━━━━━ Page text ━━━━━

Attention fellow book lovers! The Man Booker International prize winner for works in translation is going to be announced Monday evening, so it's time to make some room in your To Be Read list. Which is exciting for more reasons than one.
The Man Booker Prize has been around for more than 40 years, and has become probably the most distinguished literary prize for books written in English. Starting in 2005, the Man Booker International prize was awarded every two years to an author writing in any language for a body of work that was also available in English. But beginning this year, the award has been overhauled. Starting in 2016, the Man Booker International prize is now awarded to a single title originally published in non-English and translated into English. The prize money — 50,000 pounds — will be split equally between the author and translator. Basically, it's now just like the regular Man Booker, except for works in translation, rather than books written originally in English.

━━━━━

» Work order 1: Retype the Man Booker text from "Attention fellow book" down to "reasons than one.".
» Work order 2:
Answer these questions using the Man Booker text.
(a) On what evening will the winner be announced?
(b) Starting in what year was the International prize given every two years?
(c) How much is the prize money?

━━━━━ Record extracts ━━━━━

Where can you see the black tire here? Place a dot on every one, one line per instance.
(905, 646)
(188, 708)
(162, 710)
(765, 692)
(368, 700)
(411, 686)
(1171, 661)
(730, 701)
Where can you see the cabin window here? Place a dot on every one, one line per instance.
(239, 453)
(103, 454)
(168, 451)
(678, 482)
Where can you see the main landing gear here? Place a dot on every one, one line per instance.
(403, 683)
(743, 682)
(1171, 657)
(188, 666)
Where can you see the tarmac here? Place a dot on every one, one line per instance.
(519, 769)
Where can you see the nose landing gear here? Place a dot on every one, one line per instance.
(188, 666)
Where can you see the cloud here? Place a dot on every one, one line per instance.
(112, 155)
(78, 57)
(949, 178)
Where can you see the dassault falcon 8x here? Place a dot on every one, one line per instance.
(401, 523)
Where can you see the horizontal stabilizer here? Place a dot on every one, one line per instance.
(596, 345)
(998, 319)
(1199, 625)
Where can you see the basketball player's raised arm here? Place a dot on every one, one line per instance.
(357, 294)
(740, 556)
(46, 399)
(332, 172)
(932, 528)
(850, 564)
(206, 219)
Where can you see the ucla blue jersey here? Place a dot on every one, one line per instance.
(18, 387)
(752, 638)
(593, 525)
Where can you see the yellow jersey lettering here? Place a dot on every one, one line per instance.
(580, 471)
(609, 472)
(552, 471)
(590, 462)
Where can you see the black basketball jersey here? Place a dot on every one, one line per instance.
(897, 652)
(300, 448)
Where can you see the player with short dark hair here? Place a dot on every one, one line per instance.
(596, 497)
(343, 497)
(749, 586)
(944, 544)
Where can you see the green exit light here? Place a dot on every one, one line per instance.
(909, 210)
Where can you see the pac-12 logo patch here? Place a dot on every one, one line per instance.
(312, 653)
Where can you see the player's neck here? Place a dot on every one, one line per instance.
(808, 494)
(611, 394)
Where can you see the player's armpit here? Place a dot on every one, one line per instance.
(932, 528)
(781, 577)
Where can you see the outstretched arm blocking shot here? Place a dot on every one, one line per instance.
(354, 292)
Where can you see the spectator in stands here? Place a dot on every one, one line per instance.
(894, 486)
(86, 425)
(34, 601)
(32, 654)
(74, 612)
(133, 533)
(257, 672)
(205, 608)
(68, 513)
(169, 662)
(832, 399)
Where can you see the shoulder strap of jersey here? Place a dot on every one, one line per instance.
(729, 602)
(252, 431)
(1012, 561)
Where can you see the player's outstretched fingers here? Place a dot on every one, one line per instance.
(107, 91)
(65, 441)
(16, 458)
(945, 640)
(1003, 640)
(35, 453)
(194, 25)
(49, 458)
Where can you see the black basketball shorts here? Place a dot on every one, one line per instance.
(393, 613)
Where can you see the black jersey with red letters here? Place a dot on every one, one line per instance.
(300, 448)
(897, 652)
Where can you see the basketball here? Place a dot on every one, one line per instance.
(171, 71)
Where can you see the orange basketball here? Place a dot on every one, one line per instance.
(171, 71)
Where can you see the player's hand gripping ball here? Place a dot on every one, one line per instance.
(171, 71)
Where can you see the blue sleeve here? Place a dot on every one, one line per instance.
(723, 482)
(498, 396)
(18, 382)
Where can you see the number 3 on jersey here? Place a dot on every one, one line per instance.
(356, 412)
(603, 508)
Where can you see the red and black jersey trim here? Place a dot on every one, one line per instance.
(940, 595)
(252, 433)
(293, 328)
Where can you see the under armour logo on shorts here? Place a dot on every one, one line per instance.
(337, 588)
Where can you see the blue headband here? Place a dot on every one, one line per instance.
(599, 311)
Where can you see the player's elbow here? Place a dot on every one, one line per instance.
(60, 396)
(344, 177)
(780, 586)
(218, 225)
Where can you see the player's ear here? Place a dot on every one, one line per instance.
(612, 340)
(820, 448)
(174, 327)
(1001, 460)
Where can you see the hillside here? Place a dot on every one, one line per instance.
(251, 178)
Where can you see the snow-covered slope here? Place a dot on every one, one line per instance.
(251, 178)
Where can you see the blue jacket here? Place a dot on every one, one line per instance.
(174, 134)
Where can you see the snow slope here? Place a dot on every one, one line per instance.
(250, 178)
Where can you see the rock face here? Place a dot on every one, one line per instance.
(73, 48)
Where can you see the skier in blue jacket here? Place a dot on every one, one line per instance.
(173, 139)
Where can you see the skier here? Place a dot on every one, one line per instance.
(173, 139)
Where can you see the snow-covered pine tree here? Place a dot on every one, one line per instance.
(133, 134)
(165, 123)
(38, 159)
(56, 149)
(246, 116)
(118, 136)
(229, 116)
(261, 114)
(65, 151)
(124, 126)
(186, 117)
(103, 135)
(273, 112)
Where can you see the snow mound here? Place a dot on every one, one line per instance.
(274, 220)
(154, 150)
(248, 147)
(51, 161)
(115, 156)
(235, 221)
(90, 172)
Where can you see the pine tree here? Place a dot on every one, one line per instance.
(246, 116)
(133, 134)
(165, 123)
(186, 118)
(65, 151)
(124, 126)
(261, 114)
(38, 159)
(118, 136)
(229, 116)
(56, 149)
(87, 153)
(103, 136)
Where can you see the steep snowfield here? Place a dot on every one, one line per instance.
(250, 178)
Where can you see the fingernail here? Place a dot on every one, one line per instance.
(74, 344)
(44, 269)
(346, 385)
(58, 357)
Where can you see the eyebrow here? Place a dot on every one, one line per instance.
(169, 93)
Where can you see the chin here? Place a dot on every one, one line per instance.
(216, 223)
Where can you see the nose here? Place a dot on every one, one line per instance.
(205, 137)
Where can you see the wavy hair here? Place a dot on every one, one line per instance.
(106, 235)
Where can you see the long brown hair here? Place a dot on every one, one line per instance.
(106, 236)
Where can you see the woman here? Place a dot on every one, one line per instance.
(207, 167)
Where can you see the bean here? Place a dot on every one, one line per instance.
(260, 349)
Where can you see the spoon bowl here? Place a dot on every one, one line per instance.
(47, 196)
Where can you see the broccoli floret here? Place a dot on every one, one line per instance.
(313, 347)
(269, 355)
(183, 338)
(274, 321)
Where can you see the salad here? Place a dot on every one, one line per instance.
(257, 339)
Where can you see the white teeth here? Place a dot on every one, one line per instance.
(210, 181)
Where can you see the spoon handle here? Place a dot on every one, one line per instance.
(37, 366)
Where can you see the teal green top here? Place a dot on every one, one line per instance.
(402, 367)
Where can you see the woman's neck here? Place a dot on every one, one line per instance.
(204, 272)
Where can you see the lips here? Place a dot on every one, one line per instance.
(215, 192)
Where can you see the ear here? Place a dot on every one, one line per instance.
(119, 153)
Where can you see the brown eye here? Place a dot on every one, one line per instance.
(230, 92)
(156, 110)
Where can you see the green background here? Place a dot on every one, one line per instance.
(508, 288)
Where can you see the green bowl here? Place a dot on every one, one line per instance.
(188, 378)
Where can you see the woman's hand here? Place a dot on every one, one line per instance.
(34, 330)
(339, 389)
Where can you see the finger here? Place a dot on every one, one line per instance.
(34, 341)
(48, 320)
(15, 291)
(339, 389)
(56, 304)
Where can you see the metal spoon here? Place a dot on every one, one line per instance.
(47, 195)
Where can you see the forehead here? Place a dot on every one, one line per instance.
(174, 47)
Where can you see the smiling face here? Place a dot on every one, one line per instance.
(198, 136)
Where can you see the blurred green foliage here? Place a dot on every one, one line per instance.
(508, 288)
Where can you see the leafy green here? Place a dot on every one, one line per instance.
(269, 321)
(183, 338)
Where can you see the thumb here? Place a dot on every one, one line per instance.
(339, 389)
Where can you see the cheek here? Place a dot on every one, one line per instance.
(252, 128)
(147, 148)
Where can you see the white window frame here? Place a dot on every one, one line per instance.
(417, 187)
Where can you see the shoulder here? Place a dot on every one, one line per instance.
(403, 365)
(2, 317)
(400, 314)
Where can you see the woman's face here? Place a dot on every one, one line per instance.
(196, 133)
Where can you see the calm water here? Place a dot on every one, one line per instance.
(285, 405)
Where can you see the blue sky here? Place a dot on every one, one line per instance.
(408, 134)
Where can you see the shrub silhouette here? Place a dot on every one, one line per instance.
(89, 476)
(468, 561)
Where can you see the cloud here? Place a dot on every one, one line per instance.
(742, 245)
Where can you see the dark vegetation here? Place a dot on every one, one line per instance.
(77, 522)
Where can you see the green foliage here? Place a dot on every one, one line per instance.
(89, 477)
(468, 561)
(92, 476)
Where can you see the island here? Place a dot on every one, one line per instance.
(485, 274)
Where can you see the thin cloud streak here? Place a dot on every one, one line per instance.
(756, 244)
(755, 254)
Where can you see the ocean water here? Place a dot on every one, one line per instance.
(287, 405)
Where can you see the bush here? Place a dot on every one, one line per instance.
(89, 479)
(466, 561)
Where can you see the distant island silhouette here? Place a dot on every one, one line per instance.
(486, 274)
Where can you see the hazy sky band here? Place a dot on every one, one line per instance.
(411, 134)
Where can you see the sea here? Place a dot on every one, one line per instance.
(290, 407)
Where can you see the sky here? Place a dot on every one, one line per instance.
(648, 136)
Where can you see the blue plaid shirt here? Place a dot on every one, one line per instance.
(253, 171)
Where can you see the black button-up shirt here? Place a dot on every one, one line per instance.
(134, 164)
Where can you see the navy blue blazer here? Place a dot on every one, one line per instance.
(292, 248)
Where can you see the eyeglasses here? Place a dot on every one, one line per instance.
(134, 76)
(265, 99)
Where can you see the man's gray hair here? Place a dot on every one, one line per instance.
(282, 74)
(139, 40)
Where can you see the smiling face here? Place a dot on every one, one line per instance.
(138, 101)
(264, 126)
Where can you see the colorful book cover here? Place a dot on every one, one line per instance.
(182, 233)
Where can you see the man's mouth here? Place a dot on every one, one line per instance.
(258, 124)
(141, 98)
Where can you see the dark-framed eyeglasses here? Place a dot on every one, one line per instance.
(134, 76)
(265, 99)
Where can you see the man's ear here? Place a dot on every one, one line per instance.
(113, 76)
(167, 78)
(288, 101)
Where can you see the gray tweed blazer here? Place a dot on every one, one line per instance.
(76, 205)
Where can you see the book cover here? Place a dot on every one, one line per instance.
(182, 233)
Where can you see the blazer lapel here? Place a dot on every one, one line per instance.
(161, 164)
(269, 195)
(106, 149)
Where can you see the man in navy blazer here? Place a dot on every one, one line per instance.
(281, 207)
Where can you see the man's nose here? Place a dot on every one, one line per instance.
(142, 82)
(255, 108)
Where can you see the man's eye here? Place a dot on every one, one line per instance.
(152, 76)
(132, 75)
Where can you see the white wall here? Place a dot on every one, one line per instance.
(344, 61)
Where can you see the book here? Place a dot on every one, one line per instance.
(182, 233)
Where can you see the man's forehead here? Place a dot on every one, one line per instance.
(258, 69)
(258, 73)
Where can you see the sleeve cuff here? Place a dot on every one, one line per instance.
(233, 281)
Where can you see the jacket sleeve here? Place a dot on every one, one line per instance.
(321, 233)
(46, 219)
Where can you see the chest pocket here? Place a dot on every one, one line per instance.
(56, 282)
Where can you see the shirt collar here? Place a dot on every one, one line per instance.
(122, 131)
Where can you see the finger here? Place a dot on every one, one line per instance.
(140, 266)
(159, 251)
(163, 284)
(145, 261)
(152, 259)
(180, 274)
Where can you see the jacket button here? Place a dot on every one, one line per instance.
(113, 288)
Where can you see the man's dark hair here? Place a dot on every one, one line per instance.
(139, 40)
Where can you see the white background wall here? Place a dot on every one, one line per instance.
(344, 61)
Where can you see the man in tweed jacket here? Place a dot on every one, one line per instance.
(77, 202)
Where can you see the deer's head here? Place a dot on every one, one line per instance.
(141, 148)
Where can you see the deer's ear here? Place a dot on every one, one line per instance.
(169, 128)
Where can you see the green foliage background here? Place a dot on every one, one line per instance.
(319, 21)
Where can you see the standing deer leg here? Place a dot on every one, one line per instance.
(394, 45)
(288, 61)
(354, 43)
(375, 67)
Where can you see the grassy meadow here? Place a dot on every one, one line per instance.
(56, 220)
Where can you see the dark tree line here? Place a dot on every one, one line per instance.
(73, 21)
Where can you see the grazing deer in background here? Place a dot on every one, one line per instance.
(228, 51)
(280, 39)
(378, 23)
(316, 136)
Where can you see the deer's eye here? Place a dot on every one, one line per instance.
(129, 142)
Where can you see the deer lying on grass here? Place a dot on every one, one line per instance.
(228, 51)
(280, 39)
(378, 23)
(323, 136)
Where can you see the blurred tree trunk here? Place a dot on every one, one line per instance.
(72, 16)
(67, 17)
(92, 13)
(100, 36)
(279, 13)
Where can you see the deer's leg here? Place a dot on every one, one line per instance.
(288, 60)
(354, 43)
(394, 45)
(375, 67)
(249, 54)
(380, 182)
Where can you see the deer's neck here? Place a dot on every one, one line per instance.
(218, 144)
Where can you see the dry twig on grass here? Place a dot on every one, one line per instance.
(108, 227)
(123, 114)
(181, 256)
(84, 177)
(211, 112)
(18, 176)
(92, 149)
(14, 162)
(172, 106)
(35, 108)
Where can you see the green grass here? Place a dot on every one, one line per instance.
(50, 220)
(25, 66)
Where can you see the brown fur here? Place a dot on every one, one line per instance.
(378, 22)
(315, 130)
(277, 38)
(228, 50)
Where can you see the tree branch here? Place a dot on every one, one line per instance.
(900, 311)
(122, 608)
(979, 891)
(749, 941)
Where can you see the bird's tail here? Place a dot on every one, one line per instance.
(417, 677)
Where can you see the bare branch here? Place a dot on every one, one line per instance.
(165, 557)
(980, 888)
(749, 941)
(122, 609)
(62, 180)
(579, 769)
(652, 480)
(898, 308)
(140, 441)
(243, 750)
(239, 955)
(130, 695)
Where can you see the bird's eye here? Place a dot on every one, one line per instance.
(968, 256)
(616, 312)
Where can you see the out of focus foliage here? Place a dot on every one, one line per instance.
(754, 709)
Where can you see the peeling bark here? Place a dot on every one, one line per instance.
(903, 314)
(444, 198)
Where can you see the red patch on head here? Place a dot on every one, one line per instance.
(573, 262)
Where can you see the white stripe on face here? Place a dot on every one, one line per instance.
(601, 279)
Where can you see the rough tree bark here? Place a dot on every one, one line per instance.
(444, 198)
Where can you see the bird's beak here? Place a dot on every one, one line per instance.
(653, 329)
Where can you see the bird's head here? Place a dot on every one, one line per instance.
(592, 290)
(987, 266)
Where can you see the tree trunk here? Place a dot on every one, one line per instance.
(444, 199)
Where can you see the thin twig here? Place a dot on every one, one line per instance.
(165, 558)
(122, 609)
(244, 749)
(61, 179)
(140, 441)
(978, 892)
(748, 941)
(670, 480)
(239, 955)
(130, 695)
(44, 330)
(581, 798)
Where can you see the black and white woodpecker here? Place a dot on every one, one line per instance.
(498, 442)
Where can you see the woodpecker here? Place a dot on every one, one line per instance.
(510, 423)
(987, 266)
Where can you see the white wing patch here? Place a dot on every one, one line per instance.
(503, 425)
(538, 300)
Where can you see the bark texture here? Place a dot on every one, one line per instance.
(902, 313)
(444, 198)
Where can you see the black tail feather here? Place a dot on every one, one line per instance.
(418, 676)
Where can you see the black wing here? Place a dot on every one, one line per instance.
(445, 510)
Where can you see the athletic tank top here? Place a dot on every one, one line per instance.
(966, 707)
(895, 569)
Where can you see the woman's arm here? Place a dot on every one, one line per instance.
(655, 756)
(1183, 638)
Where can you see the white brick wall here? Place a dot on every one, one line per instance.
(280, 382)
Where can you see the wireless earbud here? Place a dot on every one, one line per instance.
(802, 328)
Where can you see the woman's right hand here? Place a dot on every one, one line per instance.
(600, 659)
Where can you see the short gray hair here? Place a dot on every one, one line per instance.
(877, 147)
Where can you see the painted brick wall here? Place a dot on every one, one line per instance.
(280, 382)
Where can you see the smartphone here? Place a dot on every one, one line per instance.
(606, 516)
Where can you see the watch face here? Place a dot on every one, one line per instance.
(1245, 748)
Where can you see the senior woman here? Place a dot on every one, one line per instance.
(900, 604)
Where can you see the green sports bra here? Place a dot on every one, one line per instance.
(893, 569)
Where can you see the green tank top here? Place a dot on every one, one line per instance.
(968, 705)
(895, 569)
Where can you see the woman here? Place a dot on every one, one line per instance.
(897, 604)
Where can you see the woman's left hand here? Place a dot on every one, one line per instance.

━━━━━

» Task response 1:
Attention fellow book lovers! The Man Booker International prize winner for works in translation is going to be announced Monday evening, so it's time to make some room in your To Be Read list. Which is exciting for more reasons than one.

» Task response 2:
(a) Monday evening
(b) 2005
(c) 50,000 pounds